April 18, 2023

April does her thing; a muddy patch here, a small pink hyacinth there. As I drive away from the house in the early morning hours, I notice a huge goose standing on my roof. I’m not sure why he is there. Perhaps he listens for the lilting sounds of Billie Holiday from the evening before; the strains claiming that time goes by, as indeed it does. Perhaps he smells the redolent fragrance of thick Polish sausages; their smell wafting up the stairs and out on to the roof, where he stands stopped and waiting; watching.

The time has come and gone. Another season moves from winter into spring and I fear this large goose on the roof is either lost or confused, because April does her thing. It is shockingly cold this morning and it will be significantly warmer in a few hours. The ground by the edge of the house is moist and beckoning, desiring that some work be done. Two flowering Purple Prince crab apple trees have been ordered and are waiting to be picked up, but this is not the week to plant. The ground is still cold.

### ENTRIES
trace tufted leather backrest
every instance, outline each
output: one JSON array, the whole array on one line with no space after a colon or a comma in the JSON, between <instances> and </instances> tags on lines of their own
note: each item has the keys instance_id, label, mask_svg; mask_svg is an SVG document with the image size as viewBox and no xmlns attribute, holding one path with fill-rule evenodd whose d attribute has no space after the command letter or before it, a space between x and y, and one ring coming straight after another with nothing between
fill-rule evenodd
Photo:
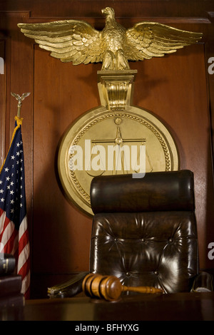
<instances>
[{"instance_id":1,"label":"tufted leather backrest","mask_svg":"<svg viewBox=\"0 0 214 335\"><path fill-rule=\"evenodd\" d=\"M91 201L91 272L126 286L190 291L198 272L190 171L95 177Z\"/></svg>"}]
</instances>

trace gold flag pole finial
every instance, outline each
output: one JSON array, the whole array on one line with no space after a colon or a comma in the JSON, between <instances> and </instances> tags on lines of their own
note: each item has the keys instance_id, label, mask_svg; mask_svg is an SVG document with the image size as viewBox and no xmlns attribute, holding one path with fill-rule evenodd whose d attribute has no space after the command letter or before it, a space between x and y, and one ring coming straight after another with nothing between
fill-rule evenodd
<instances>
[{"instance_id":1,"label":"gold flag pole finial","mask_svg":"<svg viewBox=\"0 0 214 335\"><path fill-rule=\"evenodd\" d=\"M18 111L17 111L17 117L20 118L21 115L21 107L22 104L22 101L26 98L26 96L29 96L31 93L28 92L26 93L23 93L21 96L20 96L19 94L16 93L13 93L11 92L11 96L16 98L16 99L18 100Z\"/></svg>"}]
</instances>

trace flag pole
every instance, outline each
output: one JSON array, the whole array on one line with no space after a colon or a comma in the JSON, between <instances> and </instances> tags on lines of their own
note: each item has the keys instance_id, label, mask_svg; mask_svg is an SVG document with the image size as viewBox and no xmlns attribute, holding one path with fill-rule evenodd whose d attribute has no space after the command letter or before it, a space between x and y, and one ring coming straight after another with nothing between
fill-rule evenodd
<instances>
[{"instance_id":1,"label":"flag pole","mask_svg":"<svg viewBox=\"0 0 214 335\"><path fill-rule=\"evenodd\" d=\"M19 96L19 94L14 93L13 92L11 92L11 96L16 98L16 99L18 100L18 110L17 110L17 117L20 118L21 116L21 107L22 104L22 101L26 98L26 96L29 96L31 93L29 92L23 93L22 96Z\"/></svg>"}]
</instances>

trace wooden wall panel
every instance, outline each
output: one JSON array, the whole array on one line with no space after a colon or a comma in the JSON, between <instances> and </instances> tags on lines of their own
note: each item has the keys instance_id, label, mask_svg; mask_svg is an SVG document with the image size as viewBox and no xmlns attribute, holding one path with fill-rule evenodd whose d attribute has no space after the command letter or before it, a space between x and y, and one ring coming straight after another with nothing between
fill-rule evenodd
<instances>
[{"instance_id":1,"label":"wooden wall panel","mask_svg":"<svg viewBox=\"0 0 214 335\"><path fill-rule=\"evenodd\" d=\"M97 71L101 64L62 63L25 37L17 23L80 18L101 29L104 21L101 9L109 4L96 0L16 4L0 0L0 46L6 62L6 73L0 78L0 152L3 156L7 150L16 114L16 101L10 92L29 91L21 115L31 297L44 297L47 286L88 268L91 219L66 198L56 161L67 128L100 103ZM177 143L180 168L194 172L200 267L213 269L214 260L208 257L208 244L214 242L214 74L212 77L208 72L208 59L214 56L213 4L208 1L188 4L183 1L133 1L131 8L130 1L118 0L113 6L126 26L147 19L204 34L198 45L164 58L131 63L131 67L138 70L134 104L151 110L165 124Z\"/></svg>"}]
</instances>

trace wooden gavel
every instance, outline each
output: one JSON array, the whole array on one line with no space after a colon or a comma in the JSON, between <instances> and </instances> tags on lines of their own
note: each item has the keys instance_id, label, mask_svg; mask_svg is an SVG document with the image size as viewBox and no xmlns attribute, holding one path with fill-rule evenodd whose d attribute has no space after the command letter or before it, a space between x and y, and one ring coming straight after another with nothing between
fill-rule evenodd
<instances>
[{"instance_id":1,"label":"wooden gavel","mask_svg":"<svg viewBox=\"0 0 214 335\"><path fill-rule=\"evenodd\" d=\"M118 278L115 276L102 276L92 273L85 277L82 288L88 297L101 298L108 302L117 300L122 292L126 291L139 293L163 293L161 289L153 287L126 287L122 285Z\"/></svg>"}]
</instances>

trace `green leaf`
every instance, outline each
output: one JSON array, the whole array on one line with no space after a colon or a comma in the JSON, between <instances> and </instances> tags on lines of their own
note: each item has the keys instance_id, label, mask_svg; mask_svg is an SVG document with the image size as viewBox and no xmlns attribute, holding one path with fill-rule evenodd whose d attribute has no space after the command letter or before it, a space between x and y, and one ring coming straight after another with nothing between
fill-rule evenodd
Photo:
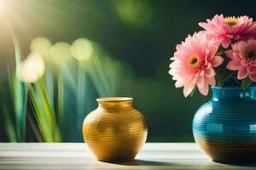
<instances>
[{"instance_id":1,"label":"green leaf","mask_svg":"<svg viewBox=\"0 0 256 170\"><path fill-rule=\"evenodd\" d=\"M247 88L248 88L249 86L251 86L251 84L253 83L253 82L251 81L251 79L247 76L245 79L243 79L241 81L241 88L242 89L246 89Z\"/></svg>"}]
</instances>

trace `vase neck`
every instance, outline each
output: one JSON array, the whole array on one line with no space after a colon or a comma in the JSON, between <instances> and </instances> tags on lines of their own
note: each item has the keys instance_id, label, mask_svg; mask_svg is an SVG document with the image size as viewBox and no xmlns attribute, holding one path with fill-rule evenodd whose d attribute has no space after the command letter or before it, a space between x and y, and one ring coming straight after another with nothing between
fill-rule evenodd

### WHAT YOU NEED TO DO
A. Count the lines of the rows that contain the word "trace", and give only that number.
B. Please pick up the piece about April and the goose after its last sentence and keep writing it.
The piece about April and the goose has no connection to the rows.

### RESULTS FOR THE EXERCISE
A. 7

B.
In the late afternoon, upstairs in the rooms which lie underneath the rafters and the light footprints of the morning goose, I open two windows for the first time in months and hang up some freshly laundered clothing. Of course I have a dryer. On some days however, I prefer the motion of lifting and hanging and smoothing my hands over the cloth; making sure it is perfect. It takes time. Of course it takes time. But the joy is in the process and it settles my mind.

There awaits almond coffee with heavy cream and honey, along with cherry cordial cake for an afternoon snack. There might also be thick slices of potato cheddar chive toast with squares of real butter. This life is too short for bad coffee, plain oatmeal and rooms where the windows are never opened.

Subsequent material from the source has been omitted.